ЗАДАНИЯ И УПРАЖНЕНИЯ:
1. Ответьте по отрывку на три вопроса:
(a) Как называется речка, над которой проходит улица Тускарная?
(b) До какой скорости Стасик разгоняет автобус перед тем, как включить торможение «гибридом»?
(c) При какой скорости Стасик отпускает сцепление во время разгона «гибридом»?
2. Объясните, пожалуйста, в одном-двух предложениях, зачем по отрывку цикл повторяют при движении в другую сторону по той же улице.
3. Перепишите фрагмент отрывка от слов «По моему сигналу» до слов «уклона или ветра.» включительно, заменив «тумблер» на «переключатель».

Итак, мы на улице Тускарной, проходящей «под над речкой» Тускарь, что впадает неподалеку в Сейм. Деревья стеной по обе стороны улицы; на ветках уже махровые ярко-зеленые листья. Солнышко достаточно высоко, что полезно для киносъемок.
По моему сигналу Стасик трогает автобус, разгоняет его до скорости 50 километров в час и включает тумблер торможения «гибридом». Автобус плавно тормозит; слышен тихий свист разгоняющегося маховика и стрекот киноаппарата. Вот уже автобус едет со скоростью пешехода. Стасик останавливает его обычным тормозом и глушит двигатель. Снова сигнал — и Стасик переключает тумблер на разгон машины «гибридом». Автобус с неподвижным двигателем и выжатым сцеплением разгоняется до 30 километров в час, после чего Стасик отпускает сцепление. Двигатель с ходу запускается, и автобус разгоняется до 60 километров в час. Движение накатом, сбавление скорости до 50 километров в час, и весь цикл повторяется. Затем — уже при движении в другую сторону, на той же улице, для учета возможного уклона или ветра.

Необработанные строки
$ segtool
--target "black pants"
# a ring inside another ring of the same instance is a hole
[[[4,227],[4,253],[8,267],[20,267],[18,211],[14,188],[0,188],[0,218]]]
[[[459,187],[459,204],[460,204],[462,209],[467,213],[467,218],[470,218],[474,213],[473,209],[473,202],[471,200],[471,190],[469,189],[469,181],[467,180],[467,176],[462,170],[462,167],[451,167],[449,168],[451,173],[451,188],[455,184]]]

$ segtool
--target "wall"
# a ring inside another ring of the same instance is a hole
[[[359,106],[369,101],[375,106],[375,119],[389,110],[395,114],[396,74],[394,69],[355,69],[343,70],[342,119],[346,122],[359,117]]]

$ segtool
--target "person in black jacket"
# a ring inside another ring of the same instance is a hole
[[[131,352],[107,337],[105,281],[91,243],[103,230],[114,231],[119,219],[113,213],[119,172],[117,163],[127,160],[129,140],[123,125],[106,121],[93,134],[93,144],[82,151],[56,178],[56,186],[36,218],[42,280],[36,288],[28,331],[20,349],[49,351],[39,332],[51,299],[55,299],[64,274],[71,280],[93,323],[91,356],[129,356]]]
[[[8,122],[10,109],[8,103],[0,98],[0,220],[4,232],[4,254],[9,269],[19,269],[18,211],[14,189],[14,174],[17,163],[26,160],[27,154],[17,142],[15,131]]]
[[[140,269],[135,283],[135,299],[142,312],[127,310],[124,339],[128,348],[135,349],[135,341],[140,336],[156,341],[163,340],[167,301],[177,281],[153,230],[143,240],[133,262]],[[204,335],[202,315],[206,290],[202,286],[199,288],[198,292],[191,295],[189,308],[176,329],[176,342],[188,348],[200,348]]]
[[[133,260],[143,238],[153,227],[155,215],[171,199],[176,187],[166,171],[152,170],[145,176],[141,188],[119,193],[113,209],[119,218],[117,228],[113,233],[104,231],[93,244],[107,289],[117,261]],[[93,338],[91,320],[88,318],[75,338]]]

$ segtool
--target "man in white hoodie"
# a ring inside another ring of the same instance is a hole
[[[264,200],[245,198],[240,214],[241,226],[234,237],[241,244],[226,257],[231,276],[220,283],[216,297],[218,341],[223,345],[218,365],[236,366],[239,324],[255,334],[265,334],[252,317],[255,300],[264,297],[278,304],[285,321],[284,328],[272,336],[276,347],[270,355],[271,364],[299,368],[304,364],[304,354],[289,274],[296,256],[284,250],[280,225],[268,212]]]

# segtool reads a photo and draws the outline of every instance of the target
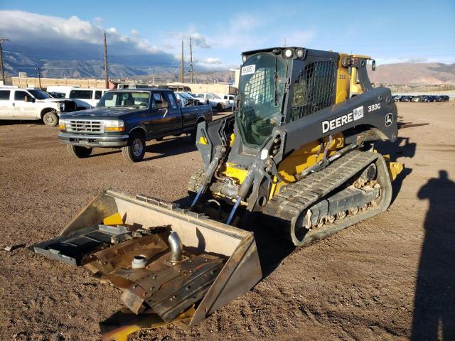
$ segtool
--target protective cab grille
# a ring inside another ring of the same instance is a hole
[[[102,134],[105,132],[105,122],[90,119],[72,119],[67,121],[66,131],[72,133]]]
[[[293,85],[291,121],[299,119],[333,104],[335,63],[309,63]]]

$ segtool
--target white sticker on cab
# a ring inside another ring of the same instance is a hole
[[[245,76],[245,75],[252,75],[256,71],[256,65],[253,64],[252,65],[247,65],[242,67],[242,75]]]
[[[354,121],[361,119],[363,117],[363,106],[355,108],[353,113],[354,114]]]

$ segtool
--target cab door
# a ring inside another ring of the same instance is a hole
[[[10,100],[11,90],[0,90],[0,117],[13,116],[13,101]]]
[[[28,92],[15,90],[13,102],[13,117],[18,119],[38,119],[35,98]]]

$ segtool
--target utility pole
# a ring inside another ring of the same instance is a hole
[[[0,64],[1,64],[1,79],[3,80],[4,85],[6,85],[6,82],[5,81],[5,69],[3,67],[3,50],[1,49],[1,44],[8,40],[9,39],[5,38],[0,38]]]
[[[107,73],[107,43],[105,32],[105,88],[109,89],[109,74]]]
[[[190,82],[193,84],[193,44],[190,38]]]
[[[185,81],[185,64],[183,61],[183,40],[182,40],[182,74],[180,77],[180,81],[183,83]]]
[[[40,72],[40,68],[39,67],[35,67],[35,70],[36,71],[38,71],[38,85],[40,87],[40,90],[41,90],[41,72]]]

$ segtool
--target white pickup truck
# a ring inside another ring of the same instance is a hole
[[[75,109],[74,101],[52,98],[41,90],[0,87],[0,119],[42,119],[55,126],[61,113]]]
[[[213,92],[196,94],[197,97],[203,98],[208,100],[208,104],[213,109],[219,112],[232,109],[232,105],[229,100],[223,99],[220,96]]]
...
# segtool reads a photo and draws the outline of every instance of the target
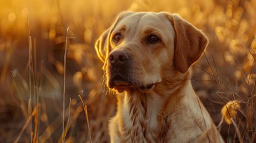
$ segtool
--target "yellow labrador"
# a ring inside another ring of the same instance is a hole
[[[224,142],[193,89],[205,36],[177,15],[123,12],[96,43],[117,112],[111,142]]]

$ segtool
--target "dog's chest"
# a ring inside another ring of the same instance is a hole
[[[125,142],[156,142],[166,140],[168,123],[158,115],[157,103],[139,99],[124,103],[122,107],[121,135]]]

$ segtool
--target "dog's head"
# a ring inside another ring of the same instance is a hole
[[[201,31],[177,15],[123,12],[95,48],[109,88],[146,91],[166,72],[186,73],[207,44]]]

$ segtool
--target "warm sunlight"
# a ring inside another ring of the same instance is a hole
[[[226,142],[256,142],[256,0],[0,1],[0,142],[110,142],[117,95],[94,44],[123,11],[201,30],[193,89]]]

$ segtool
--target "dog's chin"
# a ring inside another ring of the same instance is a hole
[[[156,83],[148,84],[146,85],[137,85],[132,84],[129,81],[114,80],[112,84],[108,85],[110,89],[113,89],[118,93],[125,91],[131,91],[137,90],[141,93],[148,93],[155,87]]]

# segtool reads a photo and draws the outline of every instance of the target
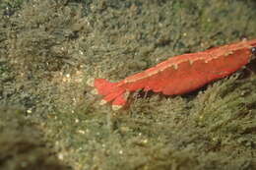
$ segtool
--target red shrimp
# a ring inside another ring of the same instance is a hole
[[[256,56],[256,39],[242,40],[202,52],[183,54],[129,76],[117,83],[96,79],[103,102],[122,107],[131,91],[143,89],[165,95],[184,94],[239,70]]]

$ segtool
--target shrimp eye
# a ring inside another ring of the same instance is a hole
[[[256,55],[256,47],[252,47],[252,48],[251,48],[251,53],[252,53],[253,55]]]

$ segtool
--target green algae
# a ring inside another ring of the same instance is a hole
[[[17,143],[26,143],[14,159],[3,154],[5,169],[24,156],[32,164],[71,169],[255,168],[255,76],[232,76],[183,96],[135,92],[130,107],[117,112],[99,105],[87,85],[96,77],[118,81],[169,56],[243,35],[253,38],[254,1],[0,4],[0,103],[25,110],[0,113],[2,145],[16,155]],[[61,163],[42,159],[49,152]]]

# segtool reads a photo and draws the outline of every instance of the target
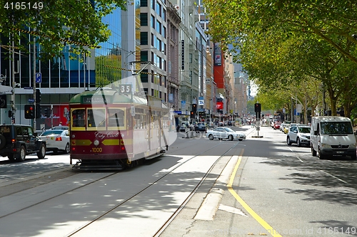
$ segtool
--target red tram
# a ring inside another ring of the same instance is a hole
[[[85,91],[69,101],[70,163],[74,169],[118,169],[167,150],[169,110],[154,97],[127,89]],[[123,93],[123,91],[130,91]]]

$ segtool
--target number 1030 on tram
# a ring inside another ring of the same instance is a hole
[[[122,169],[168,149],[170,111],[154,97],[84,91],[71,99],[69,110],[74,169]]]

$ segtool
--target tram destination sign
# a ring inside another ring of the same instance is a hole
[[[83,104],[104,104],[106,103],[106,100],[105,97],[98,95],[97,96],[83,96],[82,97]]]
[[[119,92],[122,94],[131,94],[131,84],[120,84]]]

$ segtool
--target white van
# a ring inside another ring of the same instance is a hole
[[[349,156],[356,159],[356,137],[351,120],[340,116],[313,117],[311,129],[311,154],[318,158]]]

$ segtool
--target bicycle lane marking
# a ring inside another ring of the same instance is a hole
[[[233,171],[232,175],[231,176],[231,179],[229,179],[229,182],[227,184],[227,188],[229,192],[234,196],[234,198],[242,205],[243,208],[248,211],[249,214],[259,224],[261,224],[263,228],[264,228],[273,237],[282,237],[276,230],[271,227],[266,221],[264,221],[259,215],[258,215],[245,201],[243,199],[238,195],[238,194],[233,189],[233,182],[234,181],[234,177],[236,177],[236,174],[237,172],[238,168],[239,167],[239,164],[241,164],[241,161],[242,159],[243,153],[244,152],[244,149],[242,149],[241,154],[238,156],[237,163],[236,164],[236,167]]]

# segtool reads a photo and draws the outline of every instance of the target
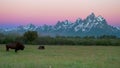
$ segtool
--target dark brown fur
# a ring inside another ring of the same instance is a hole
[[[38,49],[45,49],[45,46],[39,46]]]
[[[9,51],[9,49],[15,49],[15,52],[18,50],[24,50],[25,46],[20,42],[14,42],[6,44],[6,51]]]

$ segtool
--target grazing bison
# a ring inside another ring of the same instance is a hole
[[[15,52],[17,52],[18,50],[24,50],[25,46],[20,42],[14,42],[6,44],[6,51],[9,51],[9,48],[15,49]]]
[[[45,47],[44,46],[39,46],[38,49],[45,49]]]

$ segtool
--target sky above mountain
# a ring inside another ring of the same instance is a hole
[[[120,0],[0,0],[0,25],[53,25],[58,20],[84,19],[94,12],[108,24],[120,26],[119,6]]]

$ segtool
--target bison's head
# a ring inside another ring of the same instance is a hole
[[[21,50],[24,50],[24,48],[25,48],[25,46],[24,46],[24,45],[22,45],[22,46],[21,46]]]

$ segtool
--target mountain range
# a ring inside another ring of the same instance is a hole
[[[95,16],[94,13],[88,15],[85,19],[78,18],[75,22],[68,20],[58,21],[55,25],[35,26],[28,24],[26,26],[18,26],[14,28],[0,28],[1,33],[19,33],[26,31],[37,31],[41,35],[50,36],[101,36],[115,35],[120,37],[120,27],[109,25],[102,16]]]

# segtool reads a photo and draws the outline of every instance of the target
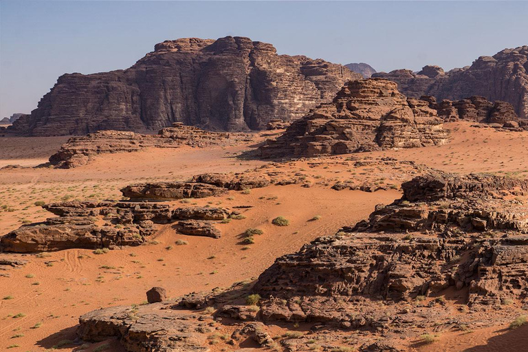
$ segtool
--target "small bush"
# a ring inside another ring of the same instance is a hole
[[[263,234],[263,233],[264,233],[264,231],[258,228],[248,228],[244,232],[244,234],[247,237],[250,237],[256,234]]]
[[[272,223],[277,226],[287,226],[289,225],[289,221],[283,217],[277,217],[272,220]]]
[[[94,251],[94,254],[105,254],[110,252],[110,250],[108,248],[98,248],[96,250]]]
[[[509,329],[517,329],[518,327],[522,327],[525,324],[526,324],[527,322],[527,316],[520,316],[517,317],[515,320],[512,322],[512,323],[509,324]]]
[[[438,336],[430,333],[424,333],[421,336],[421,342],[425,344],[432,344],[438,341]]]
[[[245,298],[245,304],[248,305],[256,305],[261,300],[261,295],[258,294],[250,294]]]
--
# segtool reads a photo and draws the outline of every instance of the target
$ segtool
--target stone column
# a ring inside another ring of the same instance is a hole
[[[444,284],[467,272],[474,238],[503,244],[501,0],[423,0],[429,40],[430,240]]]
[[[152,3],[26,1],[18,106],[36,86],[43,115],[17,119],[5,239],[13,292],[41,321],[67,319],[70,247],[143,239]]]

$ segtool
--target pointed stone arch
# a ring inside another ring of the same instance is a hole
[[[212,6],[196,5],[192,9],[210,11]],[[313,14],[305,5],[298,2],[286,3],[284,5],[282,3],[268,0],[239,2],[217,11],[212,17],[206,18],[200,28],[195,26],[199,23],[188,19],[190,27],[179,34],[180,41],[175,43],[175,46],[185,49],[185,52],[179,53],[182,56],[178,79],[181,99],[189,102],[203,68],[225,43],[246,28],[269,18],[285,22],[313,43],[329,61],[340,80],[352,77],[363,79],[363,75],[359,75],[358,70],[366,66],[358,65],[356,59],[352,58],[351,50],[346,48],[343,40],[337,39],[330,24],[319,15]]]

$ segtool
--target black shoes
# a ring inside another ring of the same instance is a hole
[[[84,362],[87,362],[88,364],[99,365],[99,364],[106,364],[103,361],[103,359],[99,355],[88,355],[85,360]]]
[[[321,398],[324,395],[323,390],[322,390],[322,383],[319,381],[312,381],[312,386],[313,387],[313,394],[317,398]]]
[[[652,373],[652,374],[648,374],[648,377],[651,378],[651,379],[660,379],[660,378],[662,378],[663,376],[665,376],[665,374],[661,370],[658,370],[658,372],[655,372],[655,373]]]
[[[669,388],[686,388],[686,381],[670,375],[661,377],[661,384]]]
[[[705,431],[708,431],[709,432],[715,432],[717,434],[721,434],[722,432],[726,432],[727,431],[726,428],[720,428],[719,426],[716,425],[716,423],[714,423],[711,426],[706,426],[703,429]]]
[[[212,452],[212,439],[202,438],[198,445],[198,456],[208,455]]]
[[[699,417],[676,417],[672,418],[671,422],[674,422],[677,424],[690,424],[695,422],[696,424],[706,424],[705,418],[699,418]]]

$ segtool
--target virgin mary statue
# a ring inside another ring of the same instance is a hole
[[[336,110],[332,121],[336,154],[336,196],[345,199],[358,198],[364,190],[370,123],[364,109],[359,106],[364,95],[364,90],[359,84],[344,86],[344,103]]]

РЕШЁННЫЕ ЗАДАНИЯ:
1.
(a) Тускарь.
(b) До 50 километров в час.
(c) При 30 километрах в час.

2. Цикл повторяют при движении в другую сторону, чтобы учесть возможный уклон улицы или ветер.

3.
По моему сигналу Стасик трогает автобус, разгоняет его до скорости 50 километров в час и включает переключатель торможения «гибридом». Автобус плавно тормозит; слышен тихий свист разгоняющегося маховика и стрекот киноаппарата. Вот уже автобус едет со скоростью пешехода. Стасик останавливает его обычным тормозом и глушит двигатель. Снова сигнал — и Стасик переключает переключатель на разгон машины «гибридом». Автобус с неподвижным двигателем и выжатым сцеплением разгоняется до 30 километров в час, после чего Стасик отпускает сцепление. Двигатель с ходу запускается, и автобус разгоняется до 60 километров в час. Движение накатом, сбавление скорости до 50 километров в час, и весь цикл повторяется. Затем — уже при движении в другую сторону, на той же улице, для учета возможного уклона или ветра.